-- Start Source extract --

Kubernetes Inter-pod anti-affinity and de-schedule
Introduction
Before talking about affinity and anti-affinity inside a Kubernetes cluster, let's first understand what Kubernetes is. Kubernetes is a platform to manage and orchestrate workloads and services based on containers that offer a lot of features such as auto-scaling (vertical and horizontal), container replicas, secrets management, etc.
Kubernetes also offers 2 important scheduling features that can be configured, to place pods inside the nodes. Those features are:
- Node affinity: This is similar to
nodeSelector
with the difference that the language is more expressive and you can create rules that are not hard requirements but rather a soft/preferred rule, meaning that the scheduler will still be able to schedule your pod, even if the rules can not be met. - Inter-pod affinity and anti-affinity: Allow you to define rules that constrain which nodes your pod is eligible to be scheduled based on labels on pods that are already running on the node rather than based on labels on nodes.

-- End Source extract --

Copy the part of the Kubernetes scheduling text above that opens with the words containing "Kubernetes also offers" and closes with "labels on nodes.", substituting "placement engine" for "scheduler".

-- Start Entries provided --

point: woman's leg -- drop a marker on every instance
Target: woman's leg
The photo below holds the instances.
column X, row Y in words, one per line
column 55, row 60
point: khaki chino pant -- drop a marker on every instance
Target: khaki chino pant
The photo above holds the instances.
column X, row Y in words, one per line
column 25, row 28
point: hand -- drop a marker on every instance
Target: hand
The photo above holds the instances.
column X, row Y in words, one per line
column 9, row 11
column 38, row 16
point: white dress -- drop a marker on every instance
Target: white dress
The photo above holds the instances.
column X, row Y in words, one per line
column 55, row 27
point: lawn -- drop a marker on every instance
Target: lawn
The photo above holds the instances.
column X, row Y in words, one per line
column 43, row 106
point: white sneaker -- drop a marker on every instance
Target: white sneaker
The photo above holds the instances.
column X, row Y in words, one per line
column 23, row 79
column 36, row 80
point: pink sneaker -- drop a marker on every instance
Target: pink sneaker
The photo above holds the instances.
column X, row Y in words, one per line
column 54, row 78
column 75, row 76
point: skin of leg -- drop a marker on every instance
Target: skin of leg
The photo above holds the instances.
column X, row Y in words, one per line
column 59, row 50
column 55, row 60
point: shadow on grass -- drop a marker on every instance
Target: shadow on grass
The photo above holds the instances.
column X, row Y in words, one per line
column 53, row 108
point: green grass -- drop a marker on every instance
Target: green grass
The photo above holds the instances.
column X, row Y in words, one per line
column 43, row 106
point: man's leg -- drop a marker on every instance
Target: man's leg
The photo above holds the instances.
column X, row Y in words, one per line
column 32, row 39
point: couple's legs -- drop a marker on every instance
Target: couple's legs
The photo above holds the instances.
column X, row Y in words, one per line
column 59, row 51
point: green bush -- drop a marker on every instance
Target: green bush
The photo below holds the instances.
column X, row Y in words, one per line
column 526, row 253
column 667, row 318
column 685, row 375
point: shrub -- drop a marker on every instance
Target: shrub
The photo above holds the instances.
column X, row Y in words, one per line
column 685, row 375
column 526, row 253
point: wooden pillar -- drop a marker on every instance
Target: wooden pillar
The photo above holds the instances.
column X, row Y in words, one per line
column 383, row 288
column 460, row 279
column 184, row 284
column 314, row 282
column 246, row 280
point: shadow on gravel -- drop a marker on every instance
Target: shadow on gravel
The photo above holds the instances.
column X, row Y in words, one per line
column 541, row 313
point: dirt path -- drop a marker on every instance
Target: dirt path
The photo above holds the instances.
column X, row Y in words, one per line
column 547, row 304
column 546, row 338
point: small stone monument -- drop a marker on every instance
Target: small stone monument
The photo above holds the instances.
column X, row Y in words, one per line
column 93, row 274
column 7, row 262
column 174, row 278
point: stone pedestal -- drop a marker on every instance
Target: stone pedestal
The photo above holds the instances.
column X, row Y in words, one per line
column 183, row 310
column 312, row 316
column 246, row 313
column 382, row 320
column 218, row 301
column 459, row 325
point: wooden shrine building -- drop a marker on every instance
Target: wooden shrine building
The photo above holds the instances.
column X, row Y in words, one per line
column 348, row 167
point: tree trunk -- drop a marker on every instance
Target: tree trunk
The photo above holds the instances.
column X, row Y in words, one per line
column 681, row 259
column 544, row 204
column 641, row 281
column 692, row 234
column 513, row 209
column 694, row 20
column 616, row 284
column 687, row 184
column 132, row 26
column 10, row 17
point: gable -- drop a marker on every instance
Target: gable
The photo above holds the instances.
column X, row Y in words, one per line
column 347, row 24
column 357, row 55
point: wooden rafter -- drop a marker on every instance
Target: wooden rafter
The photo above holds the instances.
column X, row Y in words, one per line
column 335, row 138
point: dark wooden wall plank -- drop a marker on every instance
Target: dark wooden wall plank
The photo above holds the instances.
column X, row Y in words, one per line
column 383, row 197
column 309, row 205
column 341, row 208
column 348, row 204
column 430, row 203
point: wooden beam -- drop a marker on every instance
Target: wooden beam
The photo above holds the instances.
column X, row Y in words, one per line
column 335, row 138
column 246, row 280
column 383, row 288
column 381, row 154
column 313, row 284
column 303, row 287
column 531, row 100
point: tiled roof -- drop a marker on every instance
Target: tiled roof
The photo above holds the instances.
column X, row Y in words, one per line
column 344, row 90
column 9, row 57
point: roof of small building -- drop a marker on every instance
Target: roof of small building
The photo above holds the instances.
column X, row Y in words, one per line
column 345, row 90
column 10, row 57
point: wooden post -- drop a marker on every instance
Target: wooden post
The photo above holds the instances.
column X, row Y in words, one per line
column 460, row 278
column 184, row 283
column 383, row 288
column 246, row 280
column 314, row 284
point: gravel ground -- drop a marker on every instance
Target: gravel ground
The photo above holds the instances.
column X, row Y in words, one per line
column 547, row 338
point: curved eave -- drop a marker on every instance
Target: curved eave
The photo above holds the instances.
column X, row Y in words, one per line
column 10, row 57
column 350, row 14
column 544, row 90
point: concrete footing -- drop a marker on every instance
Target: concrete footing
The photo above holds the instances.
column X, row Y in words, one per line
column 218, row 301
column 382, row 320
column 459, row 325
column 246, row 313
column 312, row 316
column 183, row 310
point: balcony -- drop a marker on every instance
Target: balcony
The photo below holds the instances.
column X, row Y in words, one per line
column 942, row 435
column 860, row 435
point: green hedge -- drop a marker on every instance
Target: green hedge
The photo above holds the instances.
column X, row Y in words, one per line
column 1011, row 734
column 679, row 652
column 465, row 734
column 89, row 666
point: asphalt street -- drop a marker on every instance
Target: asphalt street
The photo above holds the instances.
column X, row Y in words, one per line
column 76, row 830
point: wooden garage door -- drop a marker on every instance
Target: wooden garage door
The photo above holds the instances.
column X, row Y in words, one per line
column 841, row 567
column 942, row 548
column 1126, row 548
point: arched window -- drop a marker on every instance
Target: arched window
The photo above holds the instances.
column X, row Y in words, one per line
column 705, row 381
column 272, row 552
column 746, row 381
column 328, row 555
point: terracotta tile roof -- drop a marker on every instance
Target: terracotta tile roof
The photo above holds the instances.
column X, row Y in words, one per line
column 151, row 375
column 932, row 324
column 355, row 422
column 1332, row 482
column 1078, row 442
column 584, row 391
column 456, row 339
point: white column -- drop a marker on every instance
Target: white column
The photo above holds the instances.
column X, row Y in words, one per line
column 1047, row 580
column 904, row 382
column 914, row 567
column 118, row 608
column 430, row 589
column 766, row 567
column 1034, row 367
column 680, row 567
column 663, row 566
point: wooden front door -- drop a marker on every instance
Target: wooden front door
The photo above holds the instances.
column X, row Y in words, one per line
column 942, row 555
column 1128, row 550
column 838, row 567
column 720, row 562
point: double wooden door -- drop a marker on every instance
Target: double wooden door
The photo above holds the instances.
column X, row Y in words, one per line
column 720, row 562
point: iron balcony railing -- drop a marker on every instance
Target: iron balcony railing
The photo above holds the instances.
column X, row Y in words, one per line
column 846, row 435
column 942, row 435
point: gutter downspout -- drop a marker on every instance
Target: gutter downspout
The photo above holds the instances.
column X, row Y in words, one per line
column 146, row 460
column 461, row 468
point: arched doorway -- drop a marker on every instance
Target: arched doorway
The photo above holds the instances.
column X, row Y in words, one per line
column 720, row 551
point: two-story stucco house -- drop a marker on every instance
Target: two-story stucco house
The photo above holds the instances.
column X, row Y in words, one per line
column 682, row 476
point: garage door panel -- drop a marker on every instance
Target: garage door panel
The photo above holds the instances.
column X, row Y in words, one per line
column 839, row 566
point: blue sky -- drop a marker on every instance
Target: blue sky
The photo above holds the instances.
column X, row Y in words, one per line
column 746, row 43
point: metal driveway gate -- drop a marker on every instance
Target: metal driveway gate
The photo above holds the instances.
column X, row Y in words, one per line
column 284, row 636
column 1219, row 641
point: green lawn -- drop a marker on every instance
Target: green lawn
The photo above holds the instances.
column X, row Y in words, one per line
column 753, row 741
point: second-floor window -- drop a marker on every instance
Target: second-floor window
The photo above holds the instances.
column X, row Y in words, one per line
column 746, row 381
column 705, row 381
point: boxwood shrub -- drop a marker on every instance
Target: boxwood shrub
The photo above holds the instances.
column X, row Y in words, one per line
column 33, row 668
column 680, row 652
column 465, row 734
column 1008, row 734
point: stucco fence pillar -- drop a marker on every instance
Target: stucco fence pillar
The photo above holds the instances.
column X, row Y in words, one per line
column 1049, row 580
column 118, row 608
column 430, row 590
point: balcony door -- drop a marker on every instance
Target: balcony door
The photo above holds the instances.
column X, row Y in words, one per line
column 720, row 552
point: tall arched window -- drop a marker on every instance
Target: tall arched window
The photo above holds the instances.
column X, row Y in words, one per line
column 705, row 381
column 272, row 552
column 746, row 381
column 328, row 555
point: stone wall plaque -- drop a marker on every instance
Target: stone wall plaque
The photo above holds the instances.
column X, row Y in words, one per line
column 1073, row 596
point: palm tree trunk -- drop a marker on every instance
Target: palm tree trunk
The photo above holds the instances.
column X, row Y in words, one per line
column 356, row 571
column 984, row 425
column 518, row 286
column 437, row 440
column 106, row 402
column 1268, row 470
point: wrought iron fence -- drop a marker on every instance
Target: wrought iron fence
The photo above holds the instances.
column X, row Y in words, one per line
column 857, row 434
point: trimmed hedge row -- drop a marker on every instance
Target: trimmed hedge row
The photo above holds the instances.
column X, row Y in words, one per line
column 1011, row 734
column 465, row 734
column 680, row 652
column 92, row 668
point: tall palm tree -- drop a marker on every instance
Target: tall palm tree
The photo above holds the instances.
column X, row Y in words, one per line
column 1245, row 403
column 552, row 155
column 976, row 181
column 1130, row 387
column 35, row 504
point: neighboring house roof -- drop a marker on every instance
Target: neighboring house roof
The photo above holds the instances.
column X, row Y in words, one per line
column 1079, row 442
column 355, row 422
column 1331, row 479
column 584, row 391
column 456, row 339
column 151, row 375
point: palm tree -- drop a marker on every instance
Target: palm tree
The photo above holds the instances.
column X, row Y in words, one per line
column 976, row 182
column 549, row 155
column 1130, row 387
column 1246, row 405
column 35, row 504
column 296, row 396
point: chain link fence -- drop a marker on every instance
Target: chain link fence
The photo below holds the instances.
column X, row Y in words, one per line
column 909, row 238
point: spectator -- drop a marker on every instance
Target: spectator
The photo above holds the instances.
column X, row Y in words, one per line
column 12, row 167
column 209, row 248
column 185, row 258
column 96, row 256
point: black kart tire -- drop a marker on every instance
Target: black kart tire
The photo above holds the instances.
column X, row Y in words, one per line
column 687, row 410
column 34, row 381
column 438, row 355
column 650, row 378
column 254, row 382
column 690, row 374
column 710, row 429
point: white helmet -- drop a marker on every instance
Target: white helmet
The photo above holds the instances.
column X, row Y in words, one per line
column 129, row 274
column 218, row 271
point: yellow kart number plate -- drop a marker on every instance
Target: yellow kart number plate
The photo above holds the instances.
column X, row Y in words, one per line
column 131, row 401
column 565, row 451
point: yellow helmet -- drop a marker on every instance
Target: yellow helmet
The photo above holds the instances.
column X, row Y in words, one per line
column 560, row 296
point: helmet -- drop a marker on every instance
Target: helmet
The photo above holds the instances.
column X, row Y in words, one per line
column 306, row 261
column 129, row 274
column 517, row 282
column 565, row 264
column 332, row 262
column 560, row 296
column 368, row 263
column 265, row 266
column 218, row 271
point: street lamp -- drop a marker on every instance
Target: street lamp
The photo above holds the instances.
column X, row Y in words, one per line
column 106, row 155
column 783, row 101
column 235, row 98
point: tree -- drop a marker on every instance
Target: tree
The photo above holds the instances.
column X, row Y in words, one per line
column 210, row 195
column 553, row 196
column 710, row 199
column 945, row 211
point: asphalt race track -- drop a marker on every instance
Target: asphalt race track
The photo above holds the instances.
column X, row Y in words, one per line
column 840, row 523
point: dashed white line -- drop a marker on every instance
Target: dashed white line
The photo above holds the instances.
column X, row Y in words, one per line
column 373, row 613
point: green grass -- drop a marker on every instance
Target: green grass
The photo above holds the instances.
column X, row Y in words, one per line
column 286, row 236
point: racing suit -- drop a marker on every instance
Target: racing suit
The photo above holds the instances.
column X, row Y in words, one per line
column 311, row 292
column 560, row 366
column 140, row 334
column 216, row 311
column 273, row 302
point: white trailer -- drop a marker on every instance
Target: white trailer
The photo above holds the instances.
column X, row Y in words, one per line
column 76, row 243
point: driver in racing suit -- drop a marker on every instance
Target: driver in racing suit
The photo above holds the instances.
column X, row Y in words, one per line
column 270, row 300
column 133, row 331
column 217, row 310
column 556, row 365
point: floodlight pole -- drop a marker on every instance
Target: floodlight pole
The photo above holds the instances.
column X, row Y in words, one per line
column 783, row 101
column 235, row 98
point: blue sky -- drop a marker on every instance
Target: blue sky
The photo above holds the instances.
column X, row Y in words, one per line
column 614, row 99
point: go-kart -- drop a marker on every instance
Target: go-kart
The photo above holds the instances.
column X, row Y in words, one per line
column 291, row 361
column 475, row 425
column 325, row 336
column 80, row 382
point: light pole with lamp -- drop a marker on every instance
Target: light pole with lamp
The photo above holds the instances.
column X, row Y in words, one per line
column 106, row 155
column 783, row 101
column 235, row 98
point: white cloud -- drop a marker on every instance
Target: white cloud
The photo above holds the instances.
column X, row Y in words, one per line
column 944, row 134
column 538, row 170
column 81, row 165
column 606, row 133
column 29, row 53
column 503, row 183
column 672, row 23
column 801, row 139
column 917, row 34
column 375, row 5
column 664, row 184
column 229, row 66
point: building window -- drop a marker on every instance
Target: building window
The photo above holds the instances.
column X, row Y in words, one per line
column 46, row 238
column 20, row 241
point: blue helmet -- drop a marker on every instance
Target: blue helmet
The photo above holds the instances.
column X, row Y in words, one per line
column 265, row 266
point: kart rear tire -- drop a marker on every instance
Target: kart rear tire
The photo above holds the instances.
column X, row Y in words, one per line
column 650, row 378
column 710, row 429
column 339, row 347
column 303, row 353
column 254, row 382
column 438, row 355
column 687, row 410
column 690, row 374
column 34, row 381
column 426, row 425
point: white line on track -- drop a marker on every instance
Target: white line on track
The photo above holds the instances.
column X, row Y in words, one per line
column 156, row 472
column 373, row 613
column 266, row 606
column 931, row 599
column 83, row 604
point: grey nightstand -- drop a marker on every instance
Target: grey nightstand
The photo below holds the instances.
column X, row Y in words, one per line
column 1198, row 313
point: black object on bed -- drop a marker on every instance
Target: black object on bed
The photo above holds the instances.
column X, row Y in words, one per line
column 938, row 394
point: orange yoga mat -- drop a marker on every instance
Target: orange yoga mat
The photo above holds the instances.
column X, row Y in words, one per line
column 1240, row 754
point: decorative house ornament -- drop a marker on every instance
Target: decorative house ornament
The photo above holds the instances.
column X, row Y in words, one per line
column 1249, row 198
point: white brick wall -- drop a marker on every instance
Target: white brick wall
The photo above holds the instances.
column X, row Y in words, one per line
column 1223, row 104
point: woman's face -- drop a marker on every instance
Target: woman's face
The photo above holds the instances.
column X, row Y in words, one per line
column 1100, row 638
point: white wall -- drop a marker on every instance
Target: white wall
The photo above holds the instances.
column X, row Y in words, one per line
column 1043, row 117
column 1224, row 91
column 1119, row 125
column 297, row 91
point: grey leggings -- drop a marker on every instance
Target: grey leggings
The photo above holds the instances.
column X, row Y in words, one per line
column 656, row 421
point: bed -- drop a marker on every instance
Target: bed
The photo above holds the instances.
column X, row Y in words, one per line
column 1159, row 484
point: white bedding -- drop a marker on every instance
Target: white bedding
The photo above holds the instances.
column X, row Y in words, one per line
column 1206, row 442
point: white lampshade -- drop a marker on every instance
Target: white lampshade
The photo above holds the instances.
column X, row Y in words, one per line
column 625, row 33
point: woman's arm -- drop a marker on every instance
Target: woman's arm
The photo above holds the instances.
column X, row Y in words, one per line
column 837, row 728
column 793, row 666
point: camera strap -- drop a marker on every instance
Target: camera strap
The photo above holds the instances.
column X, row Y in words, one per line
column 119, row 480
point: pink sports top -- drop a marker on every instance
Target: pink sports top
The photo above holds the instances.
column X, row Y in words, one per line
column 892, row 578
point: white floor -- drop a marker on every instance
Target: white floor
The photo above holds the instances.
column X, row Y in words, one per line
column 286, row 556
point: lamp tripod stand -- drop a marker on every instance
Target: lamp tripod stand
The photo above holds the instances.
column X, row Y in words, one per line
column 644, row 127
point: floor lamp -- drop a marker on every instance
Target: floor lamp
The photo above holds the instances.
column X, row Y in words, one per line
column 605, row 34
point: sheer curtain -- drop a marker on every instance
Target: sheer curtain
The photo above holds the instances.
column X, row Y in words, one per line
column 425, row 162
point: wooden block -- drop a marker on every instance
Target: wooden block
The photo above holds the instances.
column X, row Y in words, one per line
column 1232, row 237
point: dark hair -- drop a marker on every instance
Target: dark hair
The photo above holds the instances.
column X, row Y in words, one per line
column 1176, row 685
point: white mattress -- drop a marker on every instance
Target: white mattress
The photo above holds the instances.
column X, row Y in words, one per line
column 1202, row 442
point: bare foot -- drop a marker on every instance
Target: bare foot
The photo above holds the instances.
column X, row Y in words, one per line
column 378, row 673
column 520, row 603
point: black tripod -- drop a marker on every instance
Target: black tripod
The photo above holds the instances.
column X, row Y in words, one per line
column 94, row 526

-- End Entries provided --

Finished exercise:
Kubernetes also offers 2 important scheduling features that can be configured, to place pods inside the nodes. Those features are:
- Node affinity: This is similar to
nodeSelector
with the difference that the language is more expressive and you can create rules that are not hard requirements but rather a soft/preferred rule, meaning that the placement engine will still be able to schedule your pod, even if the rules can not be met. - Inter-pod affinity and anti-affinity: Allow you to define rules that constrain which nodes your pod is eligible to be scheduled based on labels on pods that are already running on the node rather than based on labels on nodes.